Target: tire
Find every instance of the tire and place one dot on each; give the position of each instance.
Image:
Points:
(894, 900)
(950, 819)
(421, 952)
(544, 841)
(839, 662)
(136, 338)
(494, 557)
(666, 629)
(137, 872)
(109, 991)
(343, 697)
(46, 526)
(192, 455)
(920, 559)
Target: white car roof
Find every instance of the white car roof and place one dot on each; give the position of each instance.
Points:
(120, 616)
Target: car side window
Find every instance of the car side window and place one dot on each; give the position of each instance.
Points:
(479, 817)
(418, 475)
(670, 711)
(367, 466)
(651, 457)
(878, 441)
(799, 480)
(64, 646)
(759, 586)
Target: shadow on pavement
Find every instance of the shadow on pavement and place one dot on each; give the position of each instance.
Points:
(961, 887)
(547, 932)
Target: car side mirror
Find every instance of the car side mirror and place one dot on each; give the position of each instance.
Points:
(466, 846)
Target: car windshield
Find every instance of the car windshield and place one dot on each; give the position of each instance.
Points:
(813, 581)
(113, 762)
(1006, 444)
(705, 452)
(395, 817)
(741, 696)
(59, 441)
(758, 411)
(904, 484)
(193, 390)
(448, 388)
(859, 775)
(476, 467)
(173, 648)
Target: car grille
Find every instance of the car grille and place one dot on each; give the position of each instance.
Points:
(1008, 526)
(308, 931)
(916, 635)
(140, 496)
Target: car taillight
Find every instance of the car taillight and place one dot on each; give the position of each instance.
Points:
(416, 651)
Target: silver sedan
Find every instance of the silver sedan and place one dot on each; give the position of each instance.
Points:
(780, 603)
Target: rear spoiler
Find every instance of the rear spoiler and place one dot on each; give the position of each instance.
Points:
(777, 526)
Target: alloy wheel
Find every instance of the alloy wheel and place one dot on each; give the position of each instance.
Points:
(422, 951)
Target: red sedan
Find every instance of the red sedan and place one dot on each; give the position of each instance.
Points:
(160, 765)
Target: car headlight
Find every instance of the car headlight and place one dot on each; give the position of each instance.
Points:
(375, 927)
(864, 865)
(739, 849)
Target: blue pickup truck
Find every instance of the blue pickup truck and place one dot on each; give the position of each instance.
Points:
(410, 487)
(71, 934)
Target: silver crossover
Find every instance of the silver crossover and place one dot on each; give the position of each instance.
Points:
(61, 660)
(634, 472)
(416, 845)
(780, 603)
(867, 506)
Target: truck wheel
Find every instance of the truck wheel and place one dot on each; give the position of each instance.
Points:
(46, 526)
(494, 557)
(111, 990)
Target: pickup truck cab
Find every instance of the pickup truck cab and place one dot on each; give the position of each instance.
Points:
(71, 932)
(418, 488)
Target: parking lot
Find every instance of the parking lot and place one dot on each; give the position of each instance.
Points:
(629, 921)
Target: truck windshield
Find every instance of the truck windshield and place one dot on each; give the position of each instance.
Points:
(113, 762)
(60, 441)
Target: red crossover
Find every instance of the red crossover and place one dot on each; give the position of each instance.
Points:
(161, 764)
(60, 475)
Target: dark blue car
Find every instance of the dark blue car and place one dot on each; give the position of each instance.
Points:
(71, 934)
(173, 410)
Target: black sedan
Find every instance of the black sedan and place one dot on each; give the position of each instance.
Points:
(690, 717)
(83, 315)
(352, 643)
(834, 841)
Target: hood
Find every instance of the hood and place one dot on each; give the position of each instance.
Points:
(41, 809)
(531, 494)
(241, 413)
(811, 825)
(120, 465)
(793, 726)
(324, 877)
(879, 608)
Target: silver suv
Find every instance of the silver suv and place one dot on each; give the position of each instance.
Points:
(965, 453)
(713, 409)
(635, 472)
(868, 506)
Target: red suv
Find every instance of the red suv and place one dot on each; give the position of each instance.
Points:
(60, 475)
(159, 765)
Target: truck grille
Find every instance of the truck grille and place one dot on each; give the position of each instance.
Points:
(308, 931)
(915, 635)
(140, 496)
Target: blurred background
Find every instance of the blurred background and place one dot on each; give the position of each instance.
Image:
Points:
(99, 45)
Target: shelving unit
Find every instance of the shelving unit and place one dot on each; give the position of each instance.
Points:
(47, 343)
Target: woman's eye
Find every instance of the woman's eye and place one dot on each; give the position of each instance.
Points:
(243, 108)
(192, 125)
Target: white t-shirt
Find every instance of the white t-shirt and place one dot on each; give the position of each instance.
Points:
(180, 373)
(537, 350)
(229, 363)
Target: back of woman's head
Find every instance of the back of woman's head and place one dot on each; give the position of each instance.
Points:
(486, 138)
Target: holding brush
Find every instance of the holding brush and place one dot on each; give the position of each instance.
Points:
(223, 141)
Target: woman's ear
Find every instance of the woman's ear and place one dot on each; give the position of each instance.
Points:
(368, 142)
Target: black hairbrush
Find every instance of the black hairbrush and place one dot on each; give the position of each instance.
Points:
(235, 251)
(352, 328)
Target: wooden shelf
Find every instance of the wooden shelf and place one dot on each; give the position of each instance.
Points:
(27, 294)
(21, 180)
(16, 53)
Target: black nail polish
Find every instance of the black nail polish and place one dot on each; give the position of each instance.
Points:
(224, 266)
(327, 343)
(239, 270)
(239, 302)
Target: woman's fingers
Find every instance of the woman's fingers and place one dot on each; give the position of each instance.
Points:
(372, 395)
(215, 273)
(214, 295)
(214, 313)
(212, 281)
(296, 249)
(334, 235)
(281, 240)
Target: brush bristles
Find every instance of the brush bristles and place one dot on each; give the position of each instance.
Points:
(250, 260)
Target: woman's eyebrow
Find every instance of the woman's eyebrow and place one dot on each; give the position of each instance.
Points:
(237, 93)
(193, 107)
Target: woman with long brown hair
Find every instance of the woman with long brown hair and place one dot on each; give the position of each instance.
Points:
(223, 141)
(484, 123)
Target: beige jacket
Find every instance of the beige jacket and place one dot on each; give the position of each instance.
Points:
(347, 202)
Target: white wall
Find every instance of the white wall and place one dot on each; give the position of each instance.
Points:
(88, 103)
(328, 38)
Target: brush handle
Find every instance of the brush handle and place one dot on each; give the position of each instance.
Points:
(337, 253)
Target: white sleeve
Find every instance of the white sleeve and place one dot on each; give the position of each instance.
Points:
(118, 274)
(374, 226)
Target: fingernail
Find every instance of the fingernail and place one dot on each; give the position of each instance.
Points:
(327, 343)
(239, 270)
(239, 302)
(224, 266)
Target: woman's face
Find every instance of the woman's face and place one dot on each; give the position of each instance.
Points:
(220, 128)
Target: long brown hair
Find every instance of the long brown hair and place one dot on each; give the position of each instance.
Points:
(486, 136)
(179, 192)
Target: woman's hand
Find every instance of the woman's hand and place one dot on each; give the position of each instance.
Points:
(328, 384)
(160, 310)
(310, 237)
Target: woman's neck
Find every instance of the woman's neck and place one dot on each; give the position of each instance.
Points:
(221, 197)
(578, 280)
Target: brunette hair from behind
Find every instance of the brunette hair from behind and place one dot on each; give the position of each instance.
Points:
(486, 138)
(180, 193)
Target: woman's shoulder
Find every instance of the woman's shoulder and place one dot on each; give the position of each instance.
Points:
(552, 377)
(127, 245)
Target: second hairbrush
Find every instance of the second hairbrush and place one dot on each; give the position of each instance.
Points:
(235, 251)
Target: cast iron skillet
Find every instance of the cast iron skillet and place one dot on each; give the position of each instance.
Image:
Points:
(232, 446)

────

- _What is needed_:
Transcribe the full listing, word for word.

- _Output of the task_:
Target: tire
Find every instance of the tire and place one dot on each; give the position of each instance.
Image:
Points:
(894, 900)
(950, 819)
(421, 952)
(544, 841)
(839, 662)
(136, 338)
(494, 557)
(666, 629)
(137, 872)
(109, 991)
(343, 697)
(46, 526)
(192, 455)
(920, 559)
Target: white car roof
Find every instance of the white car roof and place one dot on each; give the position of each instance.
Points:
(120, 616)
Target: car side window
Find every instance of the car side window and place one dot on each; give the position of each instance.
Points:
(479, 817)
(418, 475)
(670, 711)
(367, 466)
(651, 457)
(878, 441)
(799, 480)
(64, 646)
(759, 586)
Target: shadow on pavement
Find every instance of the shadow on pavement and place one dot on each; give the position of each instance.
Points:
(961, 887)
(547, 932)
Target: car side mirror
Find every instance of the car side mirror and place one dot on each; give the position of each instance.
Points:
(466, 846)
Target: car windshield
Find every instance of the car windshield and place one dot on each; give the position of each instance.
Points:
(813, 581)
(113, 762)
(1006, 444)
(705, 452)
(395, 817)
(741, 696)
(59, 441)
(758, 411)
(904, 484)
(193, 390)
(448, 388)
(859, 775)
(476, 467)
(173, 648)
Target: car grille
Find every instance of the car grille and place one dot on each; give the position of each instance.
Points:
(1008, 526)
(308, 931)
(916, 635)
(140, 496)
Target: car taillight
Find every instance of the car taillight and place one dot on each; give the position of each instance.
Points:
(416, 651)
Target: silver sedan
Find every instance of the silver sedan and place one dot on each; give the position of each instance.
Points:
(780, 603)
Target: rear spoiler
Find every instance of the rear spoiler and place one dot on each; give the position of each instance.
Points:
(777, 526)
Target: alloy wheel
Find every instance of the alloy wheel and place one dot on each; give the position of each instance.
Points:
(422, 951)
Target: red sedan
Find every instance of the red sedan and place one dot on each; give the position of each instance.
Points:
(160, 765)
Target: car headlight
Find every instance of the car headlight and place one dot on each; give the position of each instance.
Points:
(375, 927)
(864, 865)
(739, 849)
Target: blue pickup truck
Find every instance of the blue pickup truck and place one dot on each; give the position of each instance.
Points:
(410, 487)
(71, 934)
Target: silver crossover
Find every instance of the silver crossover and place one dot on each; give the position of each instance.
Points:
(61, 660)
(634, 472)
(416, 845)
(780, 603)
(867, 506)
Target: truck wheel
Find every instance of the truck wheel and place one dot on each; give the position of each instance.
Points:
(46, 526)
(494, 557)
(111, 990)
Target: pickup truck cab
Find every instance of the pickup truck cab and place one dot on each; give the position of each instance.
Points:
(71, 932)
(418, 488)
Target: parking lot
Find every instance of the parking lot and place one dot on each; give the position of each instance.
Points:
(629, 921)
Target: truck windshield
Find every instance of the truck windshield and place one dot on each; give the position of each instance.
Points:
(113, 762)
(60, 441)
Target: red crossover
Find every instance of the red crossover and place one dot on each; give the position of each instance.
Points:
(161, 764)
(60, 475)
Target: dark blue car
Find every instance of the dark blue car and place one dot on each; give the position of each instance.
Points:
(71, 934)
(173, 410)
Target: black sedan
Find every instance of the black sedan and place one dot on each; give the position of each instance.
Points:
(690, 717)
(83, 315)
(352, 643)
(834, 841)
Target: hood
Find every instance of the hood and place one dot on each; give the position of each instance.
Points:
(41, 809)
(531, 494)
(241, 413)
(811, 825)
(120, 465)
(793, 726)
(324, 877)
(879, 608)
Target: silver suv
Find every instance of the silver suv and place one dot on each; give the position of each instance.
Points:
(965, 453)
(713, 409)
(635, 472)
(868, 506)
Target: red suv
Find every instance of the red suv and place one dot on each; give the position of each instance.
Points:
(60, 475)
(159, 765)
Target: truck grille
Find every instance of the truck grille and place one dot on each; give the position of each instance.
Points:
(308, 931)
(915, 635)
(140, 496)
Target: blurred background
Find every instance of the blurred background and place one dot on each; give the position of each instance.
Image:
Points:
(99, 45)
Target: shelving unit
Find every instance of the shelving unit and place one dot on each; give the position of each instance.
Points:
(47, 343)
Target: woman's eye
Find every instance of the woman's eye and place one dot on each; give the position of each instance.
Points:
(243, 108)
(192, 125)
Target: white t-shirt
Find every instance of the white t-shirt and place one dot on each; give the position of each instance.
Points:
(180, 373)
(537, 350)
(229, 363)
Target: back of woman's head
Find every instance of the back of woman's head and place one dot on each; give the position of each instance.
Points:
(486, 138)
Target: holding brush
Find every instance of the holding brush and place one dot on each; give the position of each instance.
Points:
(223, 141)
Target: woman's ear
Find every instance of the woman's ear and place one dot on each; give the position of each instance.
Points:
(368, 142)
Target: black hairbrush
Find every instance of the black hairbrush and place one dot on each; give the position of each instance.
Points:
(235, 251)
(352, 328)
Target: wooden shelf
Find every instance of the wooden shelf and place one dot on each; give the position of each instance.
Points:
(27, 294)
(21, 180)
(16, 53)
Target: black nail polish
Find every instance of the black nail polish and place one dot on each; give the position of each instance.
Points:
(224, 266)
(327, 343)
(239, 270)
(239, 302)
Target: woman's fingers
Find every instance of the woman's fingers and place one dot on each; give the position of each instance.
Points:
(372, 395)
(215, 273)
(214, 295)
(214, 313)
(212, 281)
(296, 249)
(334, 235)
(281, 240)
Target: brush bristles
Find every instance of the brush bristles and place one dot on each; give the position of each instance.
Points:
(250, 260)
Target: woman's eyebrow
Find every instance of the woman's eyebrow and place one dot on each; give the position of each instance.
Points:
(237, 93)
(193, 107)
Target: woman with long brown hair
Find every instance of the woman with long brown hair and place one dot on each; give the position of each instance.
Points:
(223, 141)
(484, 123)
Target: beige jacket
Find every instance of the beige jacket and place one dot on each; give the position of each instance.
Points:
(347, 202)
Target: white wall
Find every instance of the white wall and place one dot on each; give the position of each instance.
Points:
(88, 103)
(328, 38)
Target: brush handle
Find every instance of the brush handle and place one dot on each; give the position of each instance.
Points:
(337, 253)
Target: white sleeve
Find every instance of the white sleeve and place one dot on each; give the position of each instance.
Points:
(118, 274)
(374, 226)
Target: fingernail
Find every instance of the fingernail and place one dot on each; give the position of each instance.
Points:
(327, 343)
(239, 270)
(239, 302)
(224, 266)
Target: woman's face
Find every instance of the woman's face and place one dot on each; give the position of each instance.
Points:
(220, 128)
Target: long brown hair
Find every instance of the long brown hair and place one dot on each; give the position of each instance.
Points:
(486, 136)
(179, 192)
Target: woman's hand
Find every instance of the woman's hand and place one dot on each; give the position of each instance.
Points:
(328, 384)
(160, 310)
(310, 237)
Target: woman's neck
Find every instance of the woman's neck and place one dot on each; give the position of each instance.
Points:
(221, 197)
(578, 280)
Target: brunette hair from behind
Find every instance of the brunette hair from behind and place one dot on each; give the position of each instance.
Points:
(486, 138)
(180, 193)
Target: woman's shoulder
Find every instance of the woman's shoulder and place one dot on each; give the position of each instance.
Points:
(552, 377)
(127, 245)
Target: second hairbrush
Find every instance of the second hairbrush and place one dot on each; give the position of each instance.
Points:
(235, 251)
Target: cast iron skillet
Find every instance of the cast iron skillet and place one dot on each; give the position of each instance.
Image:
Points:
(232, 446)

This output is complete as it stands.